──────── MATERIAL FOR THE TASK

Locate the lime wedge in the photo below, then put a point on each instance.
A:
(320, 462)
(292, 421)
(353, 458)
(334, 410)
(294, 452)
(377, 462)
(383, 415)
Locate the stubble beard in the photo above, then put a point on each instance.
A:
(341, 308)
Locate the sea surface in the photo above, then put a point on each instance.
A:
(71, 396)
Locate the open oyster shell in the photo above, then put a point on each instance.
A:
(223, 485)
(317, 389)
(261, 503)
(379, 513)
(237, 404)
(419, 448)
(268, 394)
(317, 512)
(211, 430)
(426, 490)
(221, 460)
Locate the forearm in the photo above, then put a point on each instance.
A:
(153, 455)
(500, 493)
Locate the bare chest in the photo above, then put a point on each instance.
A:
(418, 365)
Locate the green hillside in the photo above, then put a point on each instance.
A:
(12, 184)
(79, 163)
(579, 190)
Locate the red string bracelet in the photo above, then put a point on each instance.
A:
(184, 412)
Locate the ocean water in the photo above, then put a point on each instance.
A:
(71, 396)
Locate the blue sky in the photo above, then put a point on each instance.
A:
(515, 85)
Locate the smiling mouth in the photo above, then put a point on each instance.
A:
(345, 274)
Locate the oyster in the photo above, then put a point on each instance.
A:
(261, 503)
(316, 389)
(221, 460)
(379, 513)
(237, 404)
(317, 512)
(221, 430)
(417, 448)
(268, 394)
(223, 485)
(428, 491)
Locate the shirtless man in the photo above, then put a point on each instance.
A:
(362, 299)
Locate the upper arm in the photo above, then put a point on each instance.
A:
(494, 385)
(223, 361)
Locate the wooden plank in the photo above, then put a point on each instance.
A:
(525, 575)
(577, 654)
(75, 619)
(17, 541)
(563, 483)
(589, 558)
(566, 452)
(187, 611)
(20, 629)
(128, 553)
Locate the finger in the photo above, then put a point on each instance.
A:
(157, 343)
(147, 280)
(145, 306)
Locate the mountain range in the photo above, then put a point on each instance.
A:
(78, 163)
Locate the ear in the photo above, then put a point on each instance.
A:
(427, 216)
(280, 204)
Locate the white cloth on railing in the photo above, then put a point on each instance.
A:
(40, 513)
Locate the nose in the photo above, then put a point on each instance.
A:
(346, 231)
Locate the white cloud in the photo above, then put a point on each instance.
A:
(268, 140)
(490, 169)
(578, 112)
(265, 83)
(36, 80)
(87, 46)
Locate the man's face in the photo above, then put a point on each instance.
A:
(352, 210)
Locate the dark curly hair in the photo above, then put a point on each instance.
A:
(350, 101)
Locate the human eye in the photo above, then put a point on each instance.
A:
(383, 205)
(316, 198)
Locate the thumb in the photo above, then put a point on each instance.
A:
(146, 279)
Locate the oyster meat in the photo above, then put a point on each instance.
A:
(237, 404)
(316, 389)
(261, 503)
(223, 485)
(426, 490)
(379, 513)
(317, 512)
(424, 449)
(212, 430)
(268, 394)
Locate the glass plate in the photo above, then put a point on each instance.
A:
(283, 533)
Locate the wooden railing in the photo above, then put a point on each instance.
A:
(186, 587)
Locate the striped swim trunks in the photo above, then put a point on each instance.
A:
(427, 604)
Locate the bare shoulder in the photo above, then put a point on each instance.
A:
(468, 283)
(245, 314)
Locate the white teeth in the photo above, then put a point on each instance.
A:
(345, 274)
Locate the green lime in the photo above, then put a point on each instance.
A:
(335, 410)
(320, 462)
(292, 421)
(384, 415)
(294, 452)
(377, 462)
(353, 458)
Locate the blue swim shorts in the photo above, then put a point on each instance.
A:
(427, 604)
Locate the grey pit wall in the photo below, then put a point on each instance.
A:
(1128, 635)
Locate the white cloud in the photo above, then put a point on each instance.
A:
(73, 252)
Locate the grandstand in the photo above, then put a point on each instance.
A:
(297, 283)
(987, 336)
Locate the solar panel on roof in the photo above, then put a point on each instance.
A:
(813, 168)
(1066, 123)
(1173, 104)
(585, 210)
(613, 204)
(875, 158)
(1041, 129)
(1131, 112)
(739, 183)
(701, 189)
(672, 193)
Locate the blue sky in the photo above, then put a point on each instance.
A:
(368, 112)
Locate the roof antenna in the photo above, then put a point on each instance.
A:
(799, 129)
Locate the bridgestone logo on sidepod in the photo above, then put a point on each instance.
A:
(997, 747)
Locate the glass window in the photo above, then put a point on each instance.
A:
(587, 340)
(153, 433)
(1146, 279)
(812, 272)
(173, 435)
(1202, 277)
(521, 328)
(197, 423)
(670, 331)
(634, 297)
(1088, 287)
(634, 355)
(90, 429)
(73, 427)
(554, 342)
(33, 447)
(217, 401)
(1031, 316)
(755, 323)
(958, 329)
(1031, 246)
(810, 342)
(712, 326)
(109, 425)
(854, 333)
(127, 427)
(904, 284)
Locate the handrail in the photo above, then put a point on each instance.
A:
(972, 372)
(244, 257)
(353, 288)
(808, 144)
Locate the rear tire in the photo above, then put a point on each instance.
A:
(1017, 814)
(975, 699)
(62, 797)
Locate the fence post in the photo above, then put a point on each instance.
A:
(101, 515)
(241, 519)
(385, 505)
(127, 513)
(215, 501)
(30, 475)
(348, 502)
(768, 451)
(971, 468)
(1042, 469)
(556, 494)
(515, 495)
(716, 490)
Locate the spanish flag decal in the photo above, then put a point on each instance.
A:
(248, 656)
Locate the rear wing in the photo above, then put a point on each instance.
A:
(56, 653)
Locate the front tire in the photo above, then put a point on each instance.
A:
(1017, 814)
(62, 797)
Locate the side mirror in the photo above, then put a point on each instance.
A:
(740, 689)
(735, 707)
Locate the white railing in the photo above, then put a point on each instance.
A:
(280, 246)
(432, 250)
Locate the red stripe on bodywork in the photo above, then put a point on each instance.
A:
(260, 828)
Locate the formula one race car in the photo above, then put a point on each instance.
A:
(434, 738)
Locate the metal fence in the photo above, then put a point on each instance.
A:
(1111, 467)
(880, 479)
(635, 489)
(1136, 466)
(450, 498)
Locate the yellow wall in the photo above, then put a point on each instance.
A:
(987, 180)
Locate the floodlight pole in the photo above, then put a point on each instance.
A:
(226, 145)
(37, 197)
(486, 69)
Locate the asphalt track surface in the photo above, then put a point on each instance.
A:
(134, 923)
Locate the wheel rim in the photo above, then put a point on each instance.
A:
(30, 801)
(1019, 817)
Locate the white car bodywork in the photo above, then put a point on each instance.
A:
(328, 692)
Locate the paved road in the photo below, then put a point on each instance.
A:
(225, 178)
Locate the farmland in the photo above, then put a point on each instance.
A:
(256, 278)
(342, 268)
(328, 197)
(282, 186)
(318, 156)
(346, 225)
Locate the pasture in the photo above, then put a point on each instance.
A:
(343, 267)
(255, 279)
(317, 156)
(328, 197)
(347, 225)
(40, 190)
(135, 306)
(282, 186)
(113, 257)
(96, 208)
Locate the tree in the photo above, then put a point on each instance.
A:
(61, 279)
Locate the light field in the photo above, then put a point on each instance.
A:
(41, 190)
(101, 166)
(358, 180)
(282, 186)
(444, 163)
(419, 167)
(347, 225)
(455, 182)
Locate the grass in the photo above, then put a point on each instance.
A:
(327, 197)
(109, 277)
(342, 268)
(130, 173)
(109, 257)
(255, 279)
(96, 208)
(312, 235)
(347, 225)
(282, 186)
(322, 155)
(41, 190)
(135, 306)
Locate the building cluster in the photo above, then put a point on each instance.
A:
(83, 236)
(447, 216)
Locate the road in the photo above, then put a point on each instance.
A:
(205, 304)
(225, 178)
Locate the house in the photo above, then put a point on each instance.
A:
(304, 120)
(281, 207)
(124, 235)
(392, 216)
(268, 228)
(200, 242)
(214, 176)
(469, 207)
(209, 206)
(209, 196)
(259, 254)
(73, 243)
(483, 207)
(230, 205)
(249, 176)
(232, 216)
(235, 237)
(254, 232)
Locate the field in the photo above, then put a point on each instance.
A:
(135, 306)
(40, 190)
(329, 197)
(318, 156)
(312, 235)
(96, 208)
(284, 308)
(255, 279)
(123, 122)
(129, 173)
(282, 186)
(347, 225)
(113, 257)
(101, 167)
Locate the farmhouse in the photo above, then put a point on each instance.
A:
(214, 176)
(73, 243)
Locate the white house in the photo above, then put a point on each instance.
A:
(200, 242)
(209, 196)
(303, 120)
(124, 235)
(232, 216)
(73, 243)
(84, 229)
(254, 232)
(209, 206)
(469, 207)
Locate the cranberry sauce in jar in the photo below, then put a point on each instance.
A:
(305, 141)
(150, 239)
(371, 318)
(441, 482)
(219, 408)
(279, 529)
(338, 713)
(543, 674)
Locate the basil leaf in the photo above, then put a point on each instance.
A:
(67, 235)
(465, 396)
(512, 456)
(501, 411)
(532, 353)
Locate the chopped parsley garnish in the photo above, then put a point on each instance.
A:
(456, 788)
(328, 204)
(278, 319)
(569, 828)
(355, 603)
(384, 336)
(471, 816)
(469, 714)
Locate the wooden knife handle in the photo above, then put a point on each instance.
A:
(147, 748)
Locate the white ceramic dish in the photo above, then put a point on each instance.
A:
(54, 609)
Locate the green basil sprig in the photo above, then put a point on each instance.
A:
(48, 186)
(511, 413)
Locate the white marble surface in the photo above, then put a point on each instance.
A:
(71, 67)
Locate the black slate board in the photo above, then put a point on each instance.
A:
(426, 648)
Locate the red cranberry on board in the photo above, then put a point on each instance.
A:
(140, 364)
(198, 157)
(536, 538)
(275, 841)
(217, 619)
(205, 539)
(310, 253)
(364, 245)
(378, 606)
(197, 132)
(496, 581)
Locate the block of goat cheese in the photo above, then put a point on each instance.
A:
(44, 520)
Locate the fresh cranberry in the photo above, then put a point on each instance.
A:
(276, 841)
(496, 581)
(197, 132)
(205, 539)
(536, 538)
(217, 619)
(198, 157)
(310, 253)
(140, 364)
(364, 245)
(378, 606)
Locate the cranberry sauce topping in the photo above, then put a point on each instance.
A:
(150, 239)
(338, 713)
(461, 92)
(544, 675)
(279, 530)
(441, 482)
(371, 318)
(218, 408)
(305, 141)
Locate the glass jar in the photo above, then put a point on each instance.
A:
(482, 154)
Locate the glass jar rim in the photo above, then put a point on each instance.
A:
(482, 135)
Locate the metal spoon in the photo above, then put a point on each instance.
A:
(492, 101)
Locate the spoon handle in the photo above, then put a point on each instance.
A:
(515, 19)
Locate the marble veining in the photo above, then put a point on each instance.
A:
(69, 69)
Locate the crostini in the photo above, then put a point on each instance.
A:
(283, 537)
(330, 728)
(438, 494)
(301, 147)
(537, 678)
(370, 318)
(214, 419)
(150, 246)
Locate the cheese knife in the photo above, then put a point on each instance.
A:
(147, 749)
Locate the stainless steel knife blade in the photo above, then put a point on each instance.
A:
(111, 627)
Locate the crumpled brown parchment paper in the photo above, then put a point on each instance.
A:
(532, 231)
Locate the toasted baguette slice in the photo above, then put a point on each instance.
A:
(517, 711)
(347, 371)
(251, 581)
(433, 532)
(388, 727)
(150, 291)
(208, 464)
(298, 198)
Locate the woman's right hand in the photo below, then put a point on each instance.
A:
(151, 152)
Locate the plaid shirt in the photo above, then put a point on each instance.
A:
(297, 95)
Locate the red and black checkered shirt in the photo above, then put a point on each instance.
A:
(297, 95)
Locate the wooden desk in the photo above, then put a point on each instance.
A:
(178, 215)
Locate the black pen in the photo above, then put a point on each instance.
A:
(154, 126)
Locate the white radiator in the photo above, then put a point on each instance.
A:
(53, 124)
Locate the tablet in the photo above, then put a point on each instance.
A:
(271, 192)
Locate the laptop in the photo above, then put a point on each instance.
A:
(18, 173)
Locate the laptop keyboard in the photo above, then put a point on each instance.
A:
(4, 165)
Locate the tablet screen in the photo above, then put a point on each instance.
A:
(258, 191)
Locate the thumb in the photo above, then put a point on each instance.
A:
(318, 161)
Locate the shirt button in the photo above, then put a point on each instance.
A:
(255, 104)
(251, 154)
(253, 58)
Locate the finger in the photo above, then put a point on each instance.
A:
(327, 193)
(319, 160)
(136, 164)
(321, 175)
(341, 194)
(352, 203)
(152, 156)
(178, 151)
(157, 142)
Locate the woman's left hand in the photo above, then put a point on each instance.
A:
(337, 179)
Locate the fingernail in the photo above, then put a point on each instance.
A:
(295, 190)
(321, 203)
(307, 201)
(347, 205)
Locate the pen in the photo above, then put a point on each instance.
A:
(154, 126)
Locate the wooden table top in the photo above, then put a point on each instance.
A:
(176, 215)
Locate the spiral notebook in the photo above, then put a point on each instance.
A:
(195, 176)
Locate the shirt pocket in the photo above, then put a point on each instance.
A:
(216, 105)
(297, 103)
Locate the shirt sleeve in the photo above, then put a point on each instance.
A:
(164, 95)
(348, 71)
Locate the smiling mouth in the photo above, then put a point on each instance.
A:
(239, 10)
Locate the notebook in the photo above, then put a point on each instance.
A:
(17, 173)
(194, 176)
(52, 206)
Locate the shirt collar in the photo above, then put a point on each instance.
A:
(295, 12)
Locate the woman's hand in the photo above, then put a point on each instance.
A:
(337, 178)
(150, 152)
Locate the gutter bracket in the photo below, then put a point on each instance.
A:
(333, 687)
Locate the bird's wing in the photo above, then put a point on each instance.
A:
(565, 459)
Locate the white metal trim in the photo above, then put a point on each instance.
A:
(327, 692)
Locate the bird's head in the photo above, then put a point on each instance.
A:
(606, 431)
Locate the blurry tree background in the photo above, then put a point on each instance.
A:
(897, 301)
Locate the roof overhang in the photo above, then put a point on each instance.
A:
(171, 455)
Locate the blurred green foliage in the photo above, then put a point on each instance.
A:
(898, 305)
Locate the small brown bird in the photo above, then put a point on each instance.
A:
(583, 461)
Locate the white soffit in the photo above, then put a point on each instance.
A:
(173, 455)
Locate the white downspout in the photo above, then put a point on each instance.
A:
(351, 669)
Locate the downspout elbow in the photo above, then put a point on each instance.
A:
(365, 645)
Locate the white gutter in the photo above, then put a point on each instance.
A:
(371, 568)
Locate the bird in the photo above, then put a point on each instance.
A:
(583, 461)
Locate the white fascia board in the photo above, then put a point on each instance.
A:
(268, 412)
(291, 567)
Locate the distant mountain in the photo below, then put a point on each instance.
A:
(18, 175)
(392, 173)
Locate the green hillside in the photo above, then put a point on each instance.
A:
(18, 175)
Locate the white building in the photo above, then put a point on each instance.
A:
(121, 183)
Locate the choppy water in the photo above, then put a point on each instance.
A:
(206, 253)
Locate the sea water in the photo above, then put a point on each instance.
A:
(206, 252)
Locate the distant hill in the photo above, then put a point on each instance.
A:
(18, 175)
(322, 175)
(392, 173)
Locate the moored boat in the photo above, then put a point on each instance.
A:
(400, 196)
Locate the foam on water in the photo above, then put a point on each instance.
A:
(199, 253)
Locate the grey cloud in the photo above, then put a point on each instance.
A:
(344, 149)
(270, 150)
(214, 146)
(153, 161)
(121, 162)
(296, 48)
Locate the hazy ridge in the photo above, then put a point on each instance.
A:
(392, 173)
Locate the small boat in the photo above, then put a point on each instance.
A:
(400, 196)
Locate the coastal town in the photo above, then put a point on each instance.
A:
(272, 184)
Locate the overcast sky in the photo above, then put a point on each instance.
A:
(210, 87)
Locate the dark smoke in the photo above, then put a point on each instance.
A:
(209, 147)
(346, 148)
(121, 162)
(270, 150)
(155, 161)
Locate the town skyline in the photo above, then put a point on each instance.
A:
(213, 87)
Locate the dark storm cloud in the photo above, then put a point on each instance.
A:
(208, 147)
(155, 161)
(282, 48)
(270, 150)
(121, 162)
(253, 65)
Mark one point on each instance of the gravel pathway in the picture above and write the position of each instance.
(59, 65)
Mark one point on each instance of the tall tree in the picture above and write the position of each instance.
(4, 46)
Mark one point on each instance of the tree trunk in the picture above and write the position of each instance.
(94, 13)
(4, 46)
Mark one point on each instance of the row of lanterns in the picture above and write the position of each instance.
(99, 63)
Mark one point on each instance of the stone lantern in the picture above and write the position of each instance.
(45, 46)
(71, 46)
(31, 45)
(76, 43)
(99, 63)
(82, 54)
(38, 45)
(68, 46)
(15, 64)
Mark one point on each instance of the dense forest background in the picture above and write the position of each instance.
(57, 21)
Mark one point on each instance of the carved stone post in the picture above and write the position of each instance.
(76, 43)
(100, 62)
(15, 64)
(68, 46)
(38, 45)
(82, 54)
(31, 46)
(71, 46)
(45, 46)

────────────────

— ABOUT THIS TASK —
Would you print, exactly as written, every line above from the one holding "Locate the glass plate" through the one holding "Locate the fence", with both included and no other lines?

— SOLUTION TO THIS TASK —
Locate the glass plate in the photo above, then put a point on each instance.
A:
(283, 533)
Locate the wooden railing in the photo above, then put a point on each instance.
A:
(186, 587)
Locate the striped swim trunks in the photo above, then put a point on each instance.
A:
(427, 604)
Locate the bare shoulder in the photo above, then put a point on each instance.
A:
(468, 283)
(245, 314)
Locate the white teeth in the photo above, then put a point on each instance.
A:
(345, 274)
Locate the green lime in the photo above, then put a point on each instance.
A:
(335, 410)
(320, 462)
(292, 421)
(384, 415)
(294, 452)
(377, 462)
(353, 458)
Locate the blue swim shorts in the photo above, then put a point on each instance.
A:
(427, 604)
Locate the grey pit wall in the photo below, then put a point on each instance.
A:
(1128, 635)
Locate the white cloud in the photo above, then put a point on each instance.
A:
(73, 252)
Locate the grandstand in the photo above, then put a point on each instance.
A:
(297, 283)
(987, 336)
Locate the solar panel on roof in the photo above, then put a point on each instance.
A:
(813, 168)
(1066, 123)
(1173, 104)
(585, 210)
(613, 204)
(875, 158)
(1041, 129)
(1131, 112)
(739, 183)
(701, 189)
(672, 193)
Locate the blue sky in the photo above, then put a point on each instance.
A:
(368, 112)
Locate the roof antenna in the photo above, then put a point on each instance.
A:
(799, 129)
Locate the bridgestone logo on sidepod in the photo above, then put a point on each instance.
A:
(997, 747)
Locate the glass window in the photo above, then put a point on each instance.
A:
(587, 340)
(153, 433)
(1146, 279)
(812, 272)
(173, 435)
(1202, 277)
(521, 328)
(197, 423)
(670, 331)
(634, 297)
(1088, 287)
(634, 355)
(90, 429)
(73, 427)
(554, 342)
(33, 447)
(217, 401)
(1031, 316)
(755, 323)
(958, 329)
(1031, 246)
(810, 342)
(712, 326)
(109, 425)
(854, 333)
(127, 427)
(904, 284)
Locate the handrail in the photo above, then put a point on each instance.
A:
(972, 372)
(244, 257)
(353, 288)
(808, 144)
Locate the rear tire in the photo above, then put a point on each instance.
A:
(1017, 814)
(975, 699)
(62, 797)
Locate the fence post in the photo above, then put a point on each instance.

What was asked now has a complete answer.